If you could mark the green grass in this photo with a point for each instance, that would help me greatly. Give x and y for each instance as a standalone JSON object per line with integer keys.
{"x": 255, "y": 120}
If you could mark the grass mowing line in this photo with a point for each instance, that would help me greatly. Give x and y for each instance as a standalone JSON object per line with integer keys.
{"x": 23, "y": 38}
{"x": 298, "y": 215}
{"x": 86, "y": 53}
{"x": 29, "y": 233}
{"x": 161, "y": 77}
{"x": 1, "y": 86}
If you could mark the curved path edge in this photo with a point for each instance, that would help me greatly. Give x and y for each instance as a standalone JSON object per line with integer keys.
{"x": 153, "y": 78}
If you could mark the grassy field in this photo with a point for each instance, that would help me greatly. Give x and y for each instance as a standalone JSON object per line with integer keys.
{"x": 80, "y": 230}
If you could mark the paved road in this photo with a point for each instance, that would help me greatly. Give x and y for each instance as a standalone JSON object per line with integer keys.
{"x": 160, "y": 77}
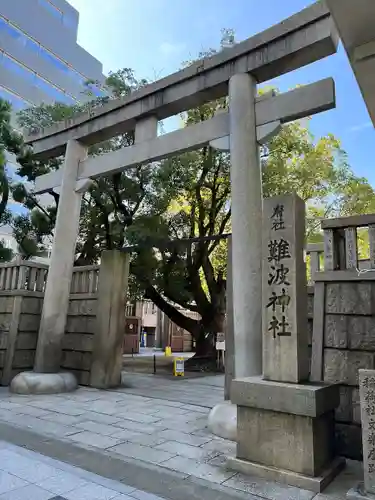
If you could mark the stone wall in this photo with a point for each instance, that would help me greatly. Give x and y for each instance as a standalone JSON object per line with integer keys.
{"x": 78, "y": 341}
{"x": 348, "y": 344}
{"x": 19, "y": 324}
{"x": 21, "y": 300}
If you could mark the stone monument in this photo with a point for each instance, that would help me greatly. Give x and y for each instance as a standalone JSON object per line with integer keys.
{"x": 285, "y": 427}
{"x": 366, "y": 490}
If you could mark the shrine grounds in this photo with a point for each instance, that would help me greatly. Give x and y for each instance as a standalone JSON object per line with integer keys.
{"x": 148, "y": 437}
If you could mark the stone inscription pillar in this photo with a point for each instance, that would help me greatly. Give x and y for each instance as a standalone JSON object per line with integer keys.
{"x": 56, "y": 296}
{"x": 246, "y": 226}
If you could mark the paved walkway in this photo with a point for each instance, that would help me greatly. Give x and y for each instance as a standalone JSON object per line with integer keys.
{"x": 26, "y": 475}
{"x": 154, "y": 423}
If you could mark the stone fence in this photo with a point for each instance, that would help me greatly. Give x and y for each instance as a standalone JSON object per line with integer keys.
{"x": 342, "y": 319}
{"x": 22, "y": 285}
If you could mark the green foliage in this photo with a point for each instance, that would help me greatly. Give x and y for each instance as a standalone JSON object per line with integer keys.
{"x": 184, "y": 197}
{"x": 10, "y": 142}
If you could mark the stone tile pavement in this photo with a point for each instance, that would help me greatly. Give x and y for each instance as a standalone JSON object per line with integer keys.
{"x": 26, "y": 475}
{"x": 154, "y": 422}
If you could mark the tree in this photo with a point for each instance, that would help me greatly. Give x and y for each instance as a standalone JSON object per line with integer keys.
{"x": 189, "y": 196}
{"x": 10, "y": 142}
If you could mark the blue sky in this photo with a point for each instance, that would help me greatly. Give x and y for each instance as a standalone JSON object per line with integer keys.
{"x": 153, "y": 37}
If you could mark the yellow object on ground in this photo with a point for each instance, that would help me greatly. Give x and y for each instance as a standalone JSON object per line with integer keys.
{"x": 179, "y": 367}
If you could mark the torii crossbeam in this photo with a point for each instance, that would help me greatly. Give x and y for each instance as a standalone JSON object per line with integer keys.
{"x": 299, "y": 40}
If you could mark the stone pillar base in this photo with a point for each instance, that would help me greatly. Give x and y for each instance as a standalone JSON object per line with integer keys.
{"x": 43, "y": 383}
{"x": 285, "y": 432}
{"x": 359, "y": 493}
{"x": 315, "y": 484}
{"x": 222, "y": 420}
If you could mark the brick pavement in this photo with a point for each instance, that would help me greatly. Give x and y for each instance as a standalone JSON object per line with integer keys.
{"x": 26, "y": 475}
{"x": 155, "y": 421}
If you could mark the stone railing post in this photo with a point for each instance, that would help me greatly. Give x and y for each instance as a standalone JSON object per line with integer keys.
{"x": 110, "y": 320}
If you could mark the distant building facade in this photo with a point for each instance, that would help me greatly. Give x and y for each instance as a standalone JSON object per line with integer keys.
{"x": 40, "y": 59}
{"x": 41, "y": 62}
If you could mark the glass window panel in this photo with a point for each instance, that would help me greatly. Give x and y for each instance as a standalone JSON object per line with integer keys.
{"x": 10, "y": 30}
{"x": 56, "y": 94}
{"x": 52, "y": 9}
{"x": 98, "y": 92}
{"x": 17, "y": 68}
{"x": 33, "y": 46}
{"x": 16, "y": 102}
{"x": 69, "y": 22}
{"x": 77, "y": 77}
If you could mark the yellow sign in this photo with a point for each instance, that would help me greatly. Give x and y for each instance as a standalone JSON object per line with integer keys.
{"x": 168, "y": 351}
{"x": 178, "y": 367}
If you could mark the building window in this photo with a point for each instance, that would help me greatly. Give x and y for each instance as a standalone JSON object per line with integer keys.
{"x": 33, "y": 46}
{"x": 50, "y": 58}
{"x": 69, "y": 22}
{"x": 16, "y": 101}
{"x": 98, "y": 92}
{"x": 52, "y": 9}
{"x": 56, "y": 94}
{"x": 9, "y": 30}
{"x": 18, "y": 68}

## What is required
Copy the records verbatim, beginning with the line that contains "If you could mark the yellow sign" and running through the last line of the records, with both ends included.

## Task response
If you could mark the yellow sign in this photo with a point for each instance, that would help me greatly. Give x and y for each instance as a standalone JSON object per line with integer keys.
{"x": 168, "y": 351}
{"x": 178, "y": 367}
If you could mark the building window in this photo with a point for each instance, that would help me greatly. Give x and y for each instance as a standalone JSON object per line with integer keys.
{"x": 33, "y": 46}
{"x": 50, "y": 58}
{"x": 69, "y": 22}
{"x": 16, "y": 101}
{"x": 98, "y": 92}
{"x": 52, "y": 9}
{"x": 56, "y": 94}
{"x": 9, "y": 30}
{"x": 18, "y": 68}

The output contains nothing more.